ARTICLE
* * * * * * * * *

# santa ana river trail



## Motomatt (Aug 28, 2004)

is it flooded ?


----------



## Bixe (Jan 28, 2004)

*Not Tuesday morning...*

Not on Tuesday morning when my ride included the 20 miles between the Beach and Yorba Linda. The public works folks usually close and lock the access gates to the MUT if any of the underpasses are flooded.


----------



## The Walrus (Apr 2, 2000)

*Anyone know if it's open from Yorba Linda to Corona?*

Last time I tried riding that way, it was closed because of the construction on the 91 Fwy, but that's been completed for a while....


----------



## shokhead1 (Jan 21, 2003)

I ride between seal beach and santa fe dam ,mostly in between and some gates will be closed and some open,hell i've been locked in and have to lift my bike over the fence at Del Amo.


----------



## shokhead1 (Jan 21, 2003)

Am i the only one riding down there. Be riding at 7am sat morning,i'll be on the red,white and blue Fuji.


----------



## Motomatt (Aug 28, 2004)

I usually ride at 5:30 am before work


----------



## Bixe (Jan 28, 2004)

*San Gabriel River*



shokhead1 said:


> I ride between seal beach and santa fe dam.


You are talking about the San Gabriel River path. It's a 75 mile round trip. The public works folks close the access gates when the San Gabriel runs high, even if it's not weather related. They've closed the gates just to release some water from the various flood control reservoirs in the spring....


----------



## shokhead1 (Jan 21, 2003)

Bixe said:


> You are talking about the San Gabriel River path. It's a 75 mile round trip. The public works folks close the access gates when the San Gabriel runs high, even if it's not weather related. They've closed the gates just to release some water from the various flood control reservoirs in the spring....


 I live by lakewood shopping center and its 10 miles to where it ends south at the bridge they have been working on for awhile. And from my house if i go north through cerritos,pico,whitter narrows and to the end which i think is Arrow hwy but accross that street and to the top of the dam is 25 miles.


----------



## Motomatt (Aug 28, 2004)

I meant the santa ana river trail ( green river to huntington beach)


----------

* * * * * * * * *

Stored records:

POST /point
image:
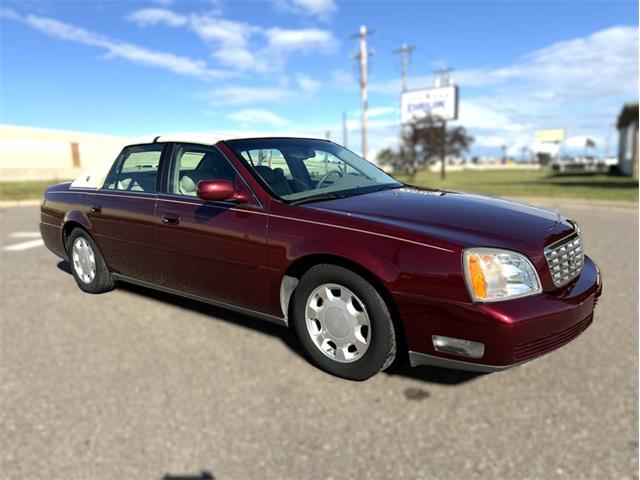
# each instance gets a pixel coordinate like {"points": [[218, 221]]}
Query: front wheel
{"points": [[87, 265], [343, 323]]}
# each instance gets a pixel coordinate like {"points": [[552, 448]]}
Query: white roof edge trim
{"points": [[211, 138]]}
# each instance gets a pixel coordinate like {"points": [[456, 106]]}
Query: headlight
{"points": [[493, 274]]}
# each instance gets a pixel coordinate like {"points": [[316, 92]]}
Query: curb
{"points": [[542, 201], [19, 203], [559, 202]]}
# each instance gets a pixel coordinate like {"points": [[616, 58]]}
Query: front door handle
{"points": [[170, 220]]}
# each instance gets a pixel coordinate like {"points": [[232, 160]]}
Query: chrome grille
{"points": [[565, 258]]}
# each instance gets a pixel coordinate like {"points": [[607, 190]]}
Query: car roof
{"points": [[94, 176], [209, 138]]}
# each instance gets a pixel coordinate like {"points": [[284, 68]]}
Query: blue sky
{"points": [[144, 67]]}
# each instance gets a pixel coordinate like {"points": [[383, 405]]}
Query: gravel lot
{"points": [[138, 384]]}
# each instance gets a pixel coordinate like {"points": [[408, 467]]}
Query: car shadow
{"points": [[400, 367], [201, 476]]}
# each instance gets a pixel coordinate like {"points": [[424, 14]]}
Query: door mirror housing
{"points": [[221, 190]]}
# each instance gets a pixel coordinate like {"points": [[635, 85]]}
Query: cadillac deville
{"points": [[307, 234]]}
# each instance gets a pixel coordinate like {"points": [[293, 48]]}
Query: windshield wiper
{"points": [[332, 196], [319, 197]]}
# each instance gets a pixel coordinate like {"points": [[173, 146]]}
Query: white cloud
{"points": [[305, 40], [231, 41], [116, 49], [254, 116], [154, 16], [307, 83], [322, 9], [233, 95]]}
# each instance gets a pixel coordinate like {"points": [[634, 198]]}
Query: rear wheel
{"points": [[87, 265], [343, 323]]}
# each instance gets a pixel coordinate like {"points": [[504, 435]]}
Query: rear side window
{"points": [[192, 164], [137, 169]]}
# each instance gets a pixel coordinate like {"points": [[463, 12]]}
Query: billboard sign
{"points": [[550, 136], [441, 102]]}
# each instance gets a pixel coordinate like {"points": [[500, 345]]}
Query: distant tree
{"points": [[387, 156], [544, 158], [425, 141]]}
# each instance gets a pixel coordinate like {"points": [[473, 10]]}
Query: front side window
{"points": [[192, 164], [137, 170], [297, 170]]}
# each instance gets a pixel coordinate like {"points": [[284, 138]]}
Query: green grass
{"points": [[532, 183], [24, 190]]}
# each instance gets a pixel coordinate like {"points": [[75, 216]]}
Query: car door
{"points": [[122, 213], [212, 249]]}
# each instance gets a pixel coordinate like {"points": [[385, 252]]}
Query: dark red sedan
{"points": [[305, 233]]}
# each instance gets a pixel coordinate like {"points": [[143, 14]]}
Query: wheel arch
{"points": [[74, 219]]}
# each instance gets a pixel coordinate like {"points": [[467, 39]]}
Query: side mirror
{"points": [[221, 190]]}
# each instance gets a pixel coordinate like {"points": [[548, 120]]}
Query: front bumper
{"points": [[513, 332]]}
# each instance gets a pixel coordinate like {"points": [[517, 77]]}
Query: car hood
{"points": [[463, 219]]}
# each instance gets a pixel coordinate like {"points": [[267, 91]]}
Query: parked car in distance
{"points": [[307, 234]]}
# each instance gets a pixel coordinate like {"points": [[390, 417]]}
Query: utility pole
{"points": [[405, 53], [363, 56], [344, 129], [443, 79]]}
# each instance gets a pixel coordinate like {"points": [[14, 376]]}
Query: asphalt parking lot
{"points": [[138, 384]]}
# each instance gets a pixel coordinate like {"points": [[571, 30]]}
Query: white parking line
{"points": [[23, 246], [24, 235]]}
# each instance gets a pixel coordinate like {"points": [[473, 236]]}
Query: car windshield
{"points": [[298, 170]]}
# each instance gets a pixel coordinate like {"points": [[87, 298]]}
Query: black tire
{"points": [[103, 281], [382, 338]]}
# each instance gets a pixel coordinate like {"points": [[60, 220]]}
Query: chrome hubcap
{"points": [[84, 261], [338, 323]]}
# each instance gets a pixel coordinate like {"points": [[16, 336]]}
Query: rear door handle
{"points": [[170, 220]]}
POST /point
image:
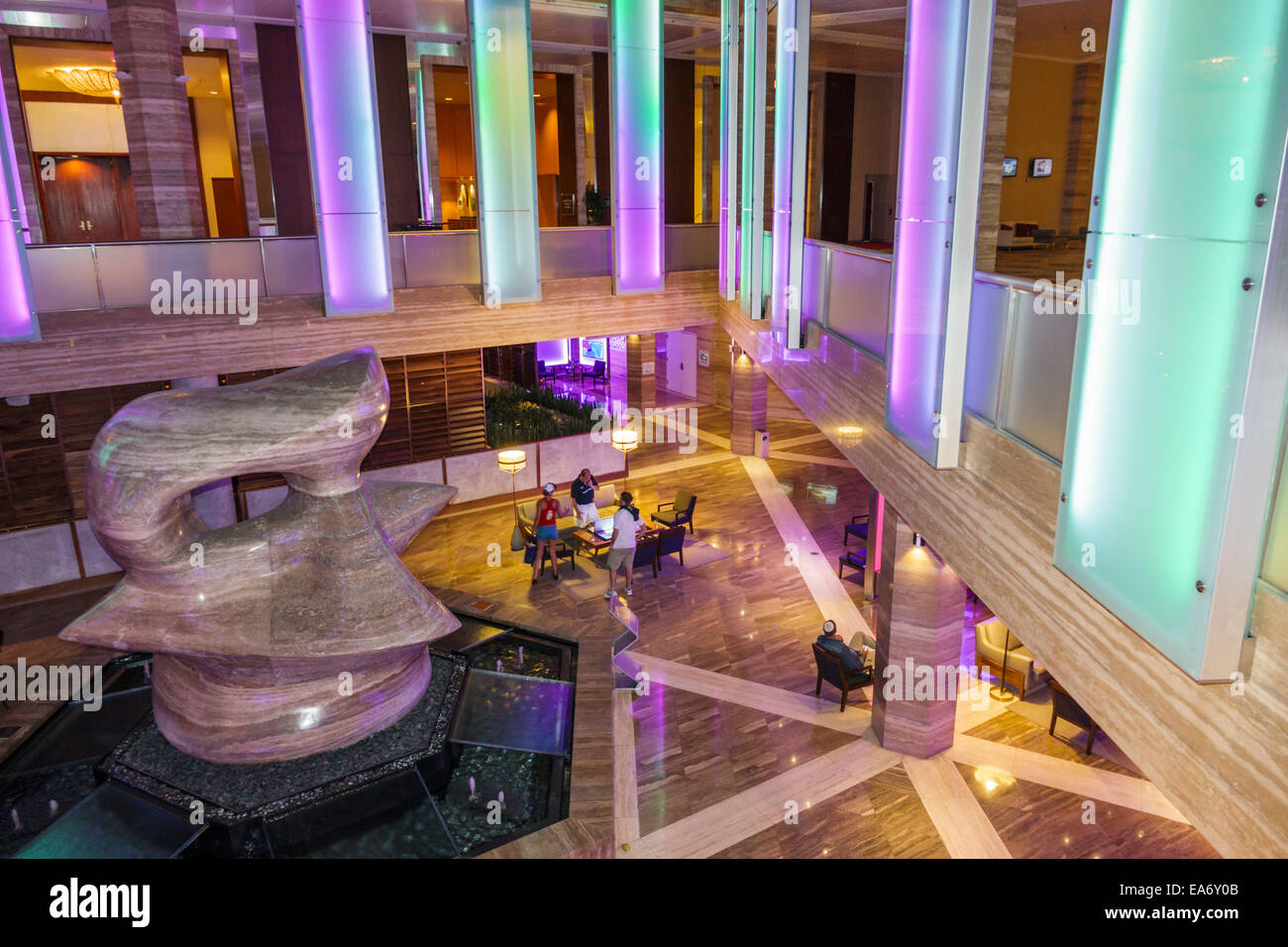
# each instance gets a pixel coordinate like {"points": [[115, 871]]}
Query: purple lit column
{"points": [[947, 55], [791, 88], [344, 147], [17, 303], [635, 110]]}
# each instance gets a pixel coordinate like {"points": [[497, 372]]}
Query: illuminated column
{"points": [[17, 303], [751, 298], [344, 147], [1181, 359], [748, 403], [426, 150], [635, 110], [728, 149], [940, 161], [505, 150], [791, 93]]}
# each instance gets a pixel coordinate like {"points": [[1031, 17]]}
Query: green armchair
{"points": [[678, 512]]}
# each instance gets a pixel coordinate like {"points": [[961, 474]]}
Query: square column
{"points": [[748, 398], [642, 369], [158, 121], [919, 612]]}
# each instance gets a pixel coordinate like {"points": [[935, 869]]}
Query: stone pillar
{"points": [[214, 501], [640, 371], [748, 397], [876, 508], [158, 121], [919, 608], [995, 136], [1080, 159]]}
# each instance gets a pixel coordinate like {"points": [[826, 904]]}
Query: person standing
{"points": [[546, 523], [621, 554], [584, 497]]}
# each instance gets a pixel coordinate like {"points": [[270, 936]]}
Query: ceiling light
{"points": [[88, 81]]}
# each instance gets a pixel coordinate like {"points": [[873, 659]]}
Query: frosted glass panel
{"points": [[1201, 89]]}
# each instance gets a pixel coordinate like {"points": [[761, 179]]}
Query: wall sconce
{"points": [[849, 434]]}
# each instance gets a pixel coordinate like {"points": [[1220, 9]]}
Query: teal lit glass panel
{"points": [[1164, 342], [505, 150], [1274, 565]]}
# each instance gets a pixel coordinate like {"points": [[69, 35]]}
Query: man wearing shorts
{"points": [[622, 552]]}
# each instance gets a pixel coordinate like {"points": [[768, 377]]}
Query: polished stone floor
{"points": [[722, 750]]}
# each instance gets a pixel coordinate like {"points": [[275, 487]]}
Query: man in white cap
{"points": [[545, 521]]}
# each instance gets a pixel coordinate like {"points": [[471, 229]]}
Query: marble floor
{"points": [[721, 749]]}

* * * * * * * * *

WHAT YOU ARE ASKED TO DO
Copy word for word the passage of the Santa Ana River Trail thread starting at "Not on Tuesday" and ending at "(Apr 2, 2000)".

WRITTEN RESPONSE
Not on Tuesday morning when my ride included the 20 miles between the Beach and Yorba Linda. The public works folks usually close and lock the access gates to the MUT if any of the underpasses are flooded.


----------



## The Walrus (Apr 2, 2000)